Records for processing
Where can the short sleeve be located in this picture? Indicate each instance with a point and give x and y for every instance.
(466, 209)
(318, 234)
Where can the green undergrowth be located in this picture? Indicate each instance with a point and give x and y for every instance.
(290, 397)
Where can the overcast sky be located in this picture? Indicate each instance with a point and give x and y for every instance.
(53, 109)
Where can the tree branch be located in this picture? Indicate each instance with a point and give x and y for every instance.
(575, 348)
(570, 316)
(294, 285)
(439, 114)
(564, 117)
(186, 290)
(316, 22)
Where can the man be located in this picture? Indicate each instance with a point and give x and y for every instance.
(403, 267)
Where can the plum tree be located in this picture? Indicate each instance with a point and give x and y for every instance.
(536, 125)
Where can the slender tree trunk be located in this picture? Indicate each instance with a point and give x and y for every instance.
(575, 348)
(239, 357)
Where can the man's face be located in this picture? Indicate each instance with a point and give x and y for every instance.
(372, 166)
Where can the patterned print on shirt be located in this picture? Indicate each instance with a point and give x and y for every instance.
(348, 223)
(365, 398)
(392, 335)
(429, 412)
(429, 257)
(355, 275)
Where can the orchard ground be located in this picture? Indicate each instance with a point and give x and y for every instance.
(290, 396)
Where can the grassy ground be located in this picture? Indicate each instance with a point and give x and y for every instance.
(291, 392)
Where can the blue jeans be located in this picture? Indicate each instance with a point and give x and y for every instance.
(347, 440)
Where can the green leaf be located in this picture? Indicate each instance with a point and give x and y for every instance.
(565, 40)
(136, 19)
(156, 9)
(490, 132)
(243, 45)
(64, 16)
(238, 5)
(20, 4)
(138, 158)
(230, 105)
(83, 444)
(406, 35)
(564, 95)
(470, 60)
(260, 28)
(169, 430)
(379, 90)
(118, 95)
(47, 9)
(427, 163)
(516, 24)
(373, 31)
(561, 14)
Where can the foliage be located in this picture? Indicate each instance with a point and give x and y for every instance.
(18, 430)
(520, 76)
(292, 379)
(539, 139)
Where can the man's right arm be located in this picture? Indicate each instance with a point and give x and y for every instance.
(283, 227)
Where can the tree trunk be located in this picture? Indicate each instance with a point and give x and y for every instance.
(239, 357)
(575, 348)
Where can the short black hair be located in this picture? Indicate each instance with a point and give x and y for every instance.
==
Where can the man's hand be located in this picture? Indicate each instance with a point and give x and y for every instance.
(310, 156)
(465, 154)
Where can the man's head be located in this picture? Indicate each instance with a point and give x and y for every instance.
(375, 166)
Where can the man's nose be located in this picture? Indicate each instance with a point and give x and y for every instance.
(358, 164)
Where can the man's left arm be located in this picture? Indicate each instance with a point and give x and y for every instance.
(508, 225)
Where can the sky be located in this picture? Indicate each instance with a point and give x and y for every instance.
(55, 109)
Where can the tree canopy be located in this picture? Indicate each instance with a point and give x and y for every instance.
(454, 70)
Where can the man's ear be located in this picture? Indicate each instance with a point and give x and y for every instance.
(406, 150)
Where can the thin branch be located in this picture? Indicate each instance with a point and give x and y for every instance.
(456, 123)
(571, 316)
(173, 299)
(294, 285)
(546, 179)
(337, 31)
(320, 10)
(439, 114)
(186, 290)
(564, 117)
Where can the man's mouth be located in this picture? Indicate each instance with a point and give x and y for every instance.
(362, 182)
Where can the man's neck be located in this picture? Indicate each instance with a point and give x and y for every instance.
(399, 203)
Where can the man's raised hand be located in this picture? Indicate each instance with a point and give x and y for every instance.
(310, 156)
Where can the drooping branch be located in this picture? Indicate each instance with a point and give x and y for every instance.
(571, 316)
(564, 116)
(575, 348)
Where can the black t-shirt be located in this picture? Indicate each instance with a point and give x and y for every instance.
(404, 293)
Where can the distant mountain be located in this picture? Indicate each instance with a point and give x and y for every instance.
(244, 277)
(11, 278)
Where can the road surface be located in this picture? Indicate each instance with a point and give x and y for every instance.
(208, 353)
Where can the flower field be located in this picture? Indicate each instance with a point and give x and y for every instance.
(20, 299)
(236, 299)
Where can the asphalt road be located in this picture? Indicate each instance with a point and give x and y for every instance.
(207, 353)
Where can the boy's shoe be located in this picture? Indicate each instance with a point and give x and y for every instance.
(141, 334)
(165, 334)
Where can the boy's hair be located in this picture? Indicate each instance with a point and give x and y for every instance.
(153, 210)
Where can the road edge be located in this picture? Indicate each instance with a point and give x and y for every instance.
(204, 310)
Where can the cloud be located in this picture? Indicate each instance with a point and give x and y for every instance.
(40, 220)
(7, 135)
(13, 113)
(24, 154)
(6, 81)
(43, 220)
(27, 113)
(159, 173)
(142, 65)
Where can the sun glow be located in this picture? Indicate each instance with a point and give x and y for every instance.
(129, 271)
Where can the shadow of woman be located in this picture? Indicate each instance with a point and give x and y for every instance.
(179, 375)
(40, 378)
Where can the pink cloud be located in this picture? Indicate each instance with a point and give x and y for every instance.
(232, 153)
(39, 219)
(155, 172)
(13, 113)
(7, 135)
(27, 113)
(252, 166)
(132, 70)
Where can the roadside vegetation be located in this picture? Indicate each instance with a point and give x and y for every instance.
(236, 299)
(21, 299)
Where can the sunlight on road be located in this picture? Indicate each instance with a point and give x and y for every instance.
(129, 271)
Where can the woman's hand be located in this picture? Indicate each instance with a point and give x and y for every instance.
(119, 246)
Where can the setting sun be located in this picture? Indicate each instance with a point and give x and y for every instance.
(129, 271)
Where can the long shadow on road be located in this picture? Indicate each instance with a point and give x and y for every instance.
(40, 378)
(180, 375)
==
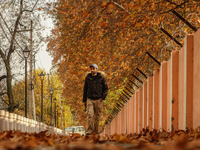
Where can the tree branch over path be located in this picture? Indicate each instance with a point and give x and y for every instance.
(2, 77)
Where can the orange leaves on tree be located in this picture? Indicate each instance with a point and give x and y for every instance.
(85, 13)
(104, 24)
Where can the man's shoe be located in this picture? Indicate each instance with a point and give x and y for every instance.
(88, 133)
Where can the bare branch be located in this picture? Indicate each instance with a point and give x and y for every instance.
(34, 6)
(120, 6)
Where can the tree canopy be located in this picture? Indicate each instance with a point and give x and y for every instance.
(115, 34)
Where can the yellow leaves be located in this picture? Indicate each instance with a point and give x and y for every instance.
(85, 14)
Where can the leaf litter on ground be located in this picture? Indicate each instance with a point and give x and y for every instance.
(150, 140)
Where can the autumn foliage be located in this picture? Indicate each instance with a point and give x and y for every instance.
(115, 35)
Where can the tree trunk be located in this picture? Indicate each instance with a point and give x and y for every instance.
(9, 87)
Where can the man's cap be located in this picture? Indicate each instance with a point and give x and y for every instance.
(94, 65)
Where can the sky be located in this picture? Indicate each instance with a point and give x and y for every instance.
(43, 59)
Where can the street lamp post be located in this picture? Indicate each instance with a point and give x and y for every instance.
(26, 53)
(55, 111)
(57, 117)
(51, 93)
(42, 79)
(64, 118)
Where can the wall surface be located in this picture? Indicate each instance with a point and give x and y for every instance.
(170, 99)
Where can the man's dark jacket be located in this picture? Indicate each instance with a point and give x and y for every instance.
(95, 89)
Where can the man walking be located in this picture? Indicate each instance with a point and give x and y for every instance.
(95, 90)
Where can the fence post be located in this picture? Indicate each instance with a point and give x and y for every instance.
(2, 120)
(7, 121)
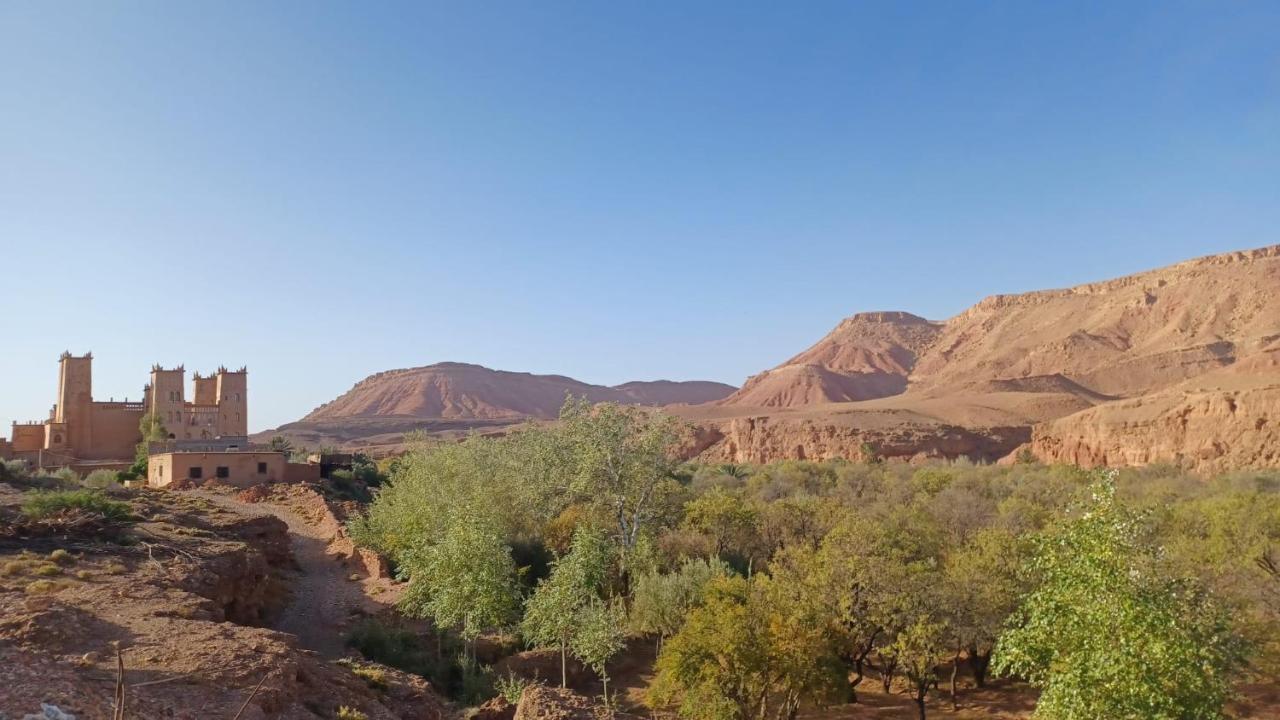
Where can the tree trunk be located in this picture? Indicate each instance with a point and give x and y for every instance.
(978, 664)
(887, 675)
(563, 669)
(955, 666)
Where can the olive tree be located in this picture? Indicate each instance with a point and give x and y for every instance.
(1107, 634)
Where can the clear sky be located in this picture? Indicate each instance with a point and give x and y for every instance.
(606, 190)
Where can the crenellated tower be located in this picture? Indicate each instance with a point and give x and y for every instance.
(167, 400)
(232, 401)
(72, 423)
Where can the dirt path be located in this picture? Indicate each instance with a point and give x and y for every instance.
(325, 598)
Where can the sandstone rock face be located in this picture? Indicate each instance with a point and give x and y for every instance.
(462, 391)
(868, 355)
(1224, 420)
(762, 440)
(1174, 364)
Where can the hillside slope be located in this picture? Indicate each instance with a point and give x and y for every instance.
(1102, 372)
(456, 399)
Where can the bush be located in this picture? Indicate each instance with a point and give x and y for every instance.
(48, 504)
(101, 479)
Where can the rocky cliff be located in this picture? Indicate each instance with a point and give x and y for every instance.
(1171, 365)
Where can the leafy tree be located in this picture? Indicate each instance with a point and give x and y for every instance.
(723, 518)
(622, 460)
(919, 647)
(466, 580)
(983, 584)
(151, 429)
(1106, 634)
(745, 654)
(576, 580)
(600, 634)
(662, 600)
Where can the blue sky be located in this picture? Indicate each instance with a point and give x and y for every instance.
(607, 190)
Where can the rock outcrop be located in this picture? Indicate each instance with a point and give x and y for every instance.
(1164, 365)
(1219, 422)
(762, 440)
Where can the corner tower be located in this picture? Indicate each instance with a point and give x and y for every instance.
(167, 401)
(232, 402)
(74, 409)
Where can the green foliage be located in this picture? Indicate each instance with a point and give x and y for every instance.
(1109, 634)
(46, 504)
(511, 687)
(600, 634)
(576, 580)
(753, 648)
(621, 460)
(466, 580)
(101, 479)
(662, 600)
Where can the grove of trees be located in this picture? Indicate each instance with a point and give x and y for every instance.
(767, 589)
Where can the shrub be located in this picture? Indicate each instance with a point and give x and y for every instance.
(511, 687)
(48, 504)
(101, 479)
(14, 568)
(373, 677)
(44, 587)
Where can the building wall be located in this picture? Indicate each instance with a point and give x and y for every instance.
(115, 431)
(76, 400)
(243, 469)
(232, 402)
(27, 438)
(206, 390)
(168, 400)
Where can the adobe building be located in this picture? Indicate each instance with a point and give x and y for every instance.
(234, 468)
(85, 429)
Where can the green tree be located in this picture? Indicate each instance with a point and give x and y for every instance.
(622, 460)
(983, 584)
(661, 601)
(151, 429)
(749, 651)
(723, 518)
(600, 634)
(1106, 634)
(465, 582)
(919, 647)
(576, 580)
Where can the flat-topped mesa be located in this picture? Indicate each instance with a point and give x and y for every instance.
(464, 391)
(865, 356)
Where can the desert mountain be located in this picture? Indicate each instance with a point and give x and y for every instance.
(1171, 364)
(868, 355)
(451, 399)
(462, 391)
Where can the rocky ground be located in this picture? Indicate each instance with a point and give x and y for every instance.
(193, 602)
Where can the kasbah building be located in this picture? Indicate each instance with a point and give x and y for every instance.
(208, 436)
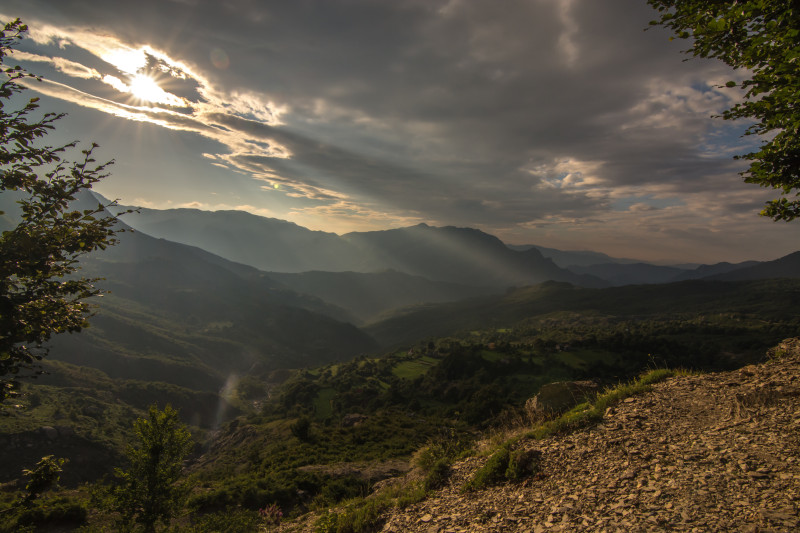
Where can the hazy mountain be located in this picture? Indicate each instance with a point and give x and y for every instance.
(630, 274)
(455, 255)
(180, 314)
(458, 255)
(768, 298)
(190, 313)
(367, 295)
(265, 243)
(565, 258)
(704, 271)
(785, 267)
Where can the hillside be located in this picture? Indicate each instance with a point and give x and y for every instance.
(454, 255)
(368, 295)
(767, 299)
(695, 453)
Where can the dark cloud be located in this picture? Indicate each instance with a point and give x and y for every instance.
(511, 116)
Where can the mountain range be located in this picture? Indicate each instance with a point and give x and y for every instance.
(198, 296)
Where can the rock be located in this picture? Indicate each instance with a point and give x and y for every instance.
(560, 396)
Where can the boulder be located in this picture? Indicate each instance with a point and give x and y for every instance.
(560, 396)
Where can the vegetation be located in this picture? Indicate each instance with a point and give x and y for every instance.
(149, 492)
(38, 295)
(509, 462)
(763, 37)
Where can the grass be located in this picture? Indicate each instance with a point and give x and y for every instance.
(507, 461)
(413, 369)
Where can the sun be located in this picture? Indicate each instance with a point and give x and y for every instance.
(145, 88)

Task to carry out
Please output exactly the lines between the one holding "Where can the grassy" and the one holding "Where can the short black" in the records above, inclusive, and nothing more.

Answer to the problem
Where can the grassy ground be located in this picture? Indicate each instance with a point and give x and y for every instance.
(291, 392)
Where can the blue jeans be located in this picture? Indicate each instance with a point and give x and y for every instance.
(347, 440)
Where can the green leaf be located in this picture? Indicate each instance with a point and give x and y for every instance.
(565, 40)
(136, 19)
(156, 9)
(490, 132)
(243, 45)
(64, 16)
(238, 5)
(20, 4)
(138, 158)
(230, 105)
(83, 444)
(406, 35)
(564, 95)
(470, 60)
(260, 28)
(169, 430)
(379, 90)
(118, 95)
(47, 9)
(427, 163)
(516, 24)
(373, 31)
(561, 14)
Where can the foliage be located in this picture? Indicate each instance with a point and give x and y for every instance.
(18, 430)
(520, 76)
(292, 379)
(539, 139)
Where can the man's right arm be located in this picture? Indicate each instance with a point and give x and y for every instance.
(283, 227)
Where can the tree trunk be located in this picture? Indicate each instance with a point and give x and y for every instance.
(239, 357)
(575, 348)
Where can the short black hair be located in this picture? Indicate each instance with a point and give x and y for every instance.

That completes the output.